**** Exercise material
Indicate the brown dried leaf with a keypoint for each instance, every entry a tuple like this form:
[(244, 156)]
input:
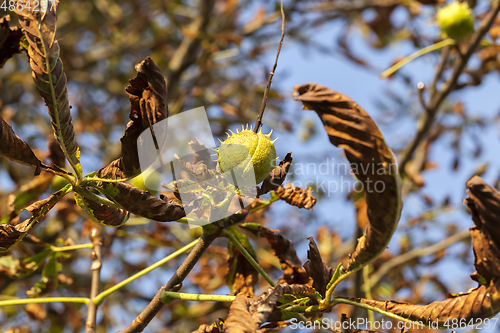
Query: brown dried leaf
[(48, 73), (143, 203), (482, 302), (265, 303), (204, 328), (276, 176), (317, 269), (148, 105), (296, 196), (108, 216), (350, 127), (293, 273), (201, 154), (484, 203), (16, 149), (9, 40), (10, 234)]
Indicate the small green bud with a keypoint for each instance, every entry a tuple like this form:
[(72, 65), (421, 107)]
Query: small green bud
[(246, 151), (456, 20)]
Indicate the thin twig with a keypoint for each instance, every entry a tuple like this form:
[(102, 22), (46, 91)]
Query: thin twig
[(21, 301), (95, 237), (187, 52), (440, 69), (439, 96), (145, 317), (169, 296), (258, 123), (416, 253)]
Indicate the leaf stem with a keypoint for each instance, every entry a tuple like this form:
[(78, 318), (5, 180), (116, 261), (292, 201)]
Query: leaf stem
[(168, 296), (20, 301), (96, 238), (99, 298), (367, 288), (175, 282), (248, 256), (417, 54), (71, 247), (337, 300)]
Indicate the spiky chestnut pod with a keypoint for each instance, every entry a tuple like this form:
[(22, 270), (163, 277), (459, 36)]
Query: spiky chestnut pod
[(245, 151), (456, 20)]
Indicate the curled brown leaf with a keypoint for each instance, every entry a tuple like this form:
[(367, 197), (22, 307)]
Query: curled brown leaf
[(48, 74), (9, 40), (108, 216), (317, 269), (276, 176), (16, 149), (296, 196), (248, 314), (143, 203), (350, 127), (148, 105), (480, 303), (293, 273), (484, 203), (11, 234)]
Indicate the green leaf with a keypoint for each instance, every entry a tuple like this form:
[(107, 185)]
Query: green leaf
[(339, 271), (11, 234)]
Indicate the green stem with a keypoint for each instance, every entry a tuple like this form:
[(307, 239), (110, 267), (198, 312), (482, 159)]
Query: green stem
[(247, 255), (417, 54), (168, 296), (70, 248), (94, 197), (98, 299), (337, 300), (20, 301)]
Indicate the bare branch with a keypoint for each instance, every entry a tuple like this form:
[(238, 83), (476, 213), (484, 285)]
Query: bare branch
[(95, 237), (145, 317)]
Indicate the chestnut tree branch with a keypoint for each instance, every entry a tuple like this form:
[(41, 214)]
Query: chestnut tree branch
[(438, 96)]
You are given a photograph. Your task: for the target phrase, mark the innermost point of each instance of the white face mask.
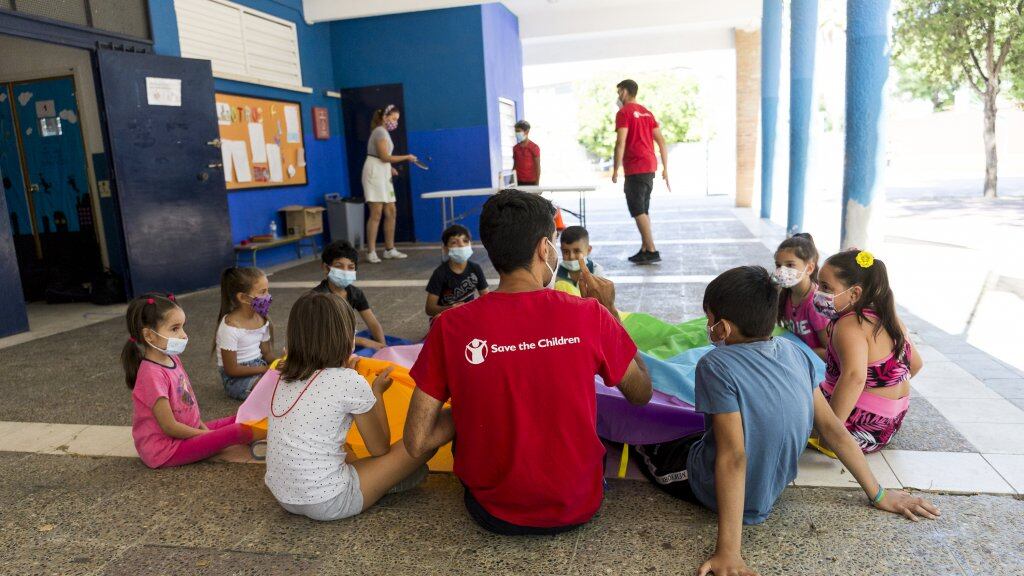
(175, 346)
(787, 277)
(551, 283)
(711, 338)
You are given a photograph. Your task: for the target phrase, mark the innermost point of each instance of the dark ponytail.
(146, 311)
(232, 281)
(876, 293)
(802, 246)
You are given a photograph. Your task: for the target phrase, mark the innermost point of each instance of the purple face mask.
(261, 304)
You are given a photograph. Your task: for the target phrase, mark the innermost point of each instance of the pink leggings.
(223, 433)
********
**** Exercise material
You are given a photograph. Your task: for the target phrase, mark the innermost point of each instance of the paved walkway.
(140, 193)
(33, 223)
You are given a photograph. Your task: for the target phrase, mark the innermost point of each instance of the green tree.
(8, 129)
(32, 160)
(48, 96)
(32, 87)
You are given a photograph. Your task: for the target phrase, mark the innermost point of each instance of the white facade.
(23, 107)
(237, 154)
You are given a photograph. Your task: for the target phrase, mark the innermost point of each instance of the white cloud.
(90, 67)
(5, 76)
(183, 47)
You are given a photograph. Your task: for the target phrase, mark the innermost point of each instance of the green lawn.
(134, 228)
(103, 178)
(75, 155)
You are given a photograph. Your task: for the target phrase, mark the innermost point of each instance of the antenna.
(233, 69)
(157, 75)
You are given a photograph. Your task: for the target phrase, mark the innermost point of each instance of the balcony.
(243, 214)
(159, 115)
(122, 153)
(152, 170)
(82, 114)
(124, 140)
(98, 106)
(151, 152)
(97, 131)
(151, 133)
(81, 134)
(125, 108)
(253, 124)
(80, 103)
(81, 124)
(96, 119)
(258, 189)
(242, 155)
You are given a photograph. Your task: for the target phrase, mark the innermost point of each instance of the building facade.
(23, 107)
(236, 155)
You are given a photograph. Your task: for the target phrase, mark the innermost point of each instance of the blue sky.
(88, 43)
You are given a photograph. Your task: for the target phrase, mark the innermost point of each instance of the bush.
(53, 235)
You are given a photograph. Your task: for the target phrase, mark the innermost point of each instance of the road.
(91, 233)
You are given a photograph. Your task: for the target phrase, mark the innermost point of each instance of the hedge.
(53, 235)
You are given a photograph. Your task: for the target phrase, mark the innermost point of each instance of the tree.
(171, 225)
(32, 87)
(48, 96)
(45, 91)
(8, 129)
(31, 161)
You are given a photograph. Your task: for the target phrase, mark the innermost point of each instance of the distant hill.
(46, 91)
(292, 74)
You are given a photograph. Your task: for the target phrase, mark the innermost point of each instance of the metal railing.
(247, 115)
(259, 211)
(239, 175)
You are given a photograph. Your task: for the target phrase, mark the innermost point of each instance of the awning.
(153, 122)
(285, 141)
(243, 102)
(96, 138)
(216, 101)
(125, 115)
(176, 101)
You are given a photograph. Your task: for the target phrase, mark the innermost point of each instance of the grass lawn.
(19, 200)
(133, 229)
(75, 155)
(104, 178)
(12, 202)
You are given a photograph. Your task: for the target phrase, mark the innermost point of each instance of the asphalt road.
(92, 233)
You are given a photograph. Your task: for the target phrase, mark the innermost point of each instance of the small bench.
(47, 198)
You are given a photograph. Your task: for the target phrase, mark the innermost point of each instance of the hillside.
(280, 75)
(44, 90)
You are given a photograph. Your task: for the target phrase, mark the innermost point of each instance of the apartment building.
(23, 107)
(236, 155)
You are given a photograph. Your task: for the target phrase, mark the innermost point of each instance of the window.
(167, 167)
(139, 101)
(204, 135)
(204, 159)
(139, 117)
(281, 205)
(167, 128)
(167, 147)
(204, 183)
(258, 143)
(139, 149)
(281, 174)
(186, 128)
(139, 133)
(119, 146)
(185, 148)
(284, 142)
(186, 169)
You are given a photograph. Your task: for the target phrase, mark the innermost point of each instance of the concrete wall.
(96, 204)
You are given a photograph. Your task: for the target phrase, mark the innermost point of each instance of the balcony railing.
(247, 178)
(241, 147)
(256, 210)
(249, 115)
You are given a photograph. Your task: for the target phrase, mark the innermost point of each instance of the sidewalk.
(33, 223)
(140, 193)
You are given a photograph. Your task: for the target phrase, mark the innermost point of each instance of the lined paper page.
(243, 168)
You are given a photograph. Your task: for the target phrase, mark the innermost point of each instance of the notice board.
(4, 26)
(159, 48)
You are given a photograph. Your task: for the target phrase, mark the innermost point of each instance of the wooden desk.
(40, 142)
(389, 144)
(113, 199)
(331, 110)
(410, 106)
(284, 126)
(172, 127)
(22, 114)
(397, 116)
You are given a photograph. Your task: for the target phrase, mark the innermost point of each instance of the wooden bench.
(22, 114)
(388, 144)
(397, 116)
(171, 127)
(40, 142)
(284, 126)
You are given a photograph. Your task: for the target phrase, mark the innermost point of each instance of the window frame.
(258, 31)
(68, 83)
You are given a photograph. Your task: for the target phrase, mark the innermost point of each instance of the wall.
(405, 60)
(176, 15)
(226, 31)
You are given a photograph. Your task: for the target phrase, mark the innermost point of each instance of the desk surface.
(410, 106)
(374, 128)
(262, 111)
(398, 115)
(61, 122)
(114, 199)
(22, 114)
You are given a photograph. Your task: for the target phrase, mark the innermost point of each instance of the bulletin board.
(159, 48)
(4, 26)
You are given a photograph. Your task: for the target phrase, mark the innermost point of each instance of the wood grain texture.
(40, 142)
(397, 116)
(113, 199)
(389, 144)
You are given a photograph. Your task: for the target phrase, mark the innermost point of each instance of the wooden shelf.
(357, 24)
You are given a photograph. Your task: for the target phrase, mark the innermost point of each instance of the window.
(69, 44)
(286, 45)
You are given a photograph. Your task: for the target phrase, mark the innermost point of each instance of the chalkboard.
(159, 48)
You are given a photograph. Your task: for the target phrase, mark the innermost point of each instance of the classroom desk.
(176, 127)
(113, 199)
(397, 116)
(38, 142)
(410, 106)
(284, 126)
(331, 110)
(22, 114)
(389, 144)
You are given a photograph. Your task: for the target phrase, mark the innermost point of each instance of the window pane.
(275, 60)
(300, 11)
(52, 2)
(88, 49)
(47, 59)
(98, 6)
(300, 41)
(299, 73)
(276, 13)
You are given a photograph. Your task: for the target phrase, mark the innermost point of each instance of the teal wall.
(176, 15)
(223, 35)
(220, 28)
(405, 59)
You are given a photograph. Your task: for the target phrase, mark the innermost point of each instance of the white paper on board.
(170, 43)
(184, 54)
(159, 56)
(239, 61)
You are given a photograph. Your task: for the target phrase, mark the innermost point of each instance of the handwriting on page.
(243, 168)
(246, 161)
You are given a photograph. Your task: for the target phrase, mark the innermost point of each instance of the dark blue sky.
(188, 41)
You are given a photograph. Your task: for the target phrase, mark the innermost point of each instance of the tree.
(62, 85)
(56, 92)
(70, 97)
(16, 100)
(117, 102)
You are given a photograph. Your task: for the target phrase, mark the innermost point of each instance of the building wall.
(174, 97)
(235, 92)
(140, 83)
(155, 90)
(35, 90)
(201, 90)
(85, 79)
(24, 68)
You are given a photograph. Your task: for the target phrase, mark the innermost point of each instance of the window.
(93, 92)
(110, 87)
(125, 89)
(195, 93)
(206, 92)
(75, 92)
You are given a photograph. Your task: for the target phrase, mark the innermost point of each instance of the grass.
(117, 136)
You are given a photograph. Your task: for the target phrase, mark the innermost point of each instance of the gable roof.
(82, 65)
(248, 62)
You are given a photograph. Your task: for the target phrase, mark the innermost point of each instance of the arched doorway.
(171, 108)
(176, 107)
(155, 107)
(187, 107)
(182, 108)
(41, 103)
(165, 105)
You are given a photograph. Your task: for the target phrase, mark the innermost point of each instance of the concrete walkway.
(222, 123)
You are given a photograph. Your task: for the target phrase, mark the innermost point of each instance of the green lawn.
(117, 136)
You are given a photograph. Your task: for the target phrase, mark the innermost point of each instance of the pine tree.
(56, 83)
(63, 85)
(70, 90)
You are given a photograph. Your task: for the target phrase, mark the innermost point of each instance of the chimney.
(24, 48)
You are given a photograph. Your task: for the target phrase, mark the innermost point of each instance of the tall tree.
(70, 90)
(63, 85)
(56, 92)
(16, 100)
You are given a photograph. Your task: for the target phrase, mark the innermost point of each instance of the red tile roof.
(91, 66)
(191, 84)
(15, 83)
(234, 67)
********
Action item: In the data above, start at the line holding "Indicate the brown" and stop after the line holding "Indicate the spiky"; write out those lines exactly, without pictures.

Task solution:
Indicate the brown dried leaf with a keypoint for each instance, every entry a tuple like this form:
[(244, 156)]
input:
Query: brown dried leaf
[(48, 73), (143, 203), (482, 302), (265, 303), (204, 328), (276, 176), (317, 269), (148, 105), (296, 196), (108, 216), (350, 127), (293, 273), (201, 154), (484, 203), (16, 149), (9, 40), (10, 234)]
Indicate the small green bud with a keypoint for each instance, every entry a tuple like this form:
[(72, 65), (421, 107)]
Query: small green bud
[(246, 151), (456, 20)]
Indicate the thin twig with a keypoint for each instance, every entry a tuple like this form:
[(102, 22), (46, 91)]
Query: thin twig
[(21, 301), (95, 237), (187, 52), (440, 69), (439, 96), (145, 317), (169, 296), (258, 123), (416, 253)]
Indicate the leaf stem with a keypoint for each instance, every entry a tuple like this form:
[(78, 318), (5, 180), (116, 261), (292, 201)]
Query: leaf stem
[(168, 296), (20, 301), (96, 238), (99, 298), (367, 288), (175, 282), (248, 256), (417, 54), (71, 247), (337, 300)]
Indicate the spiky chestnut pod with a keypoint for each instance, every entry a tuple like this form:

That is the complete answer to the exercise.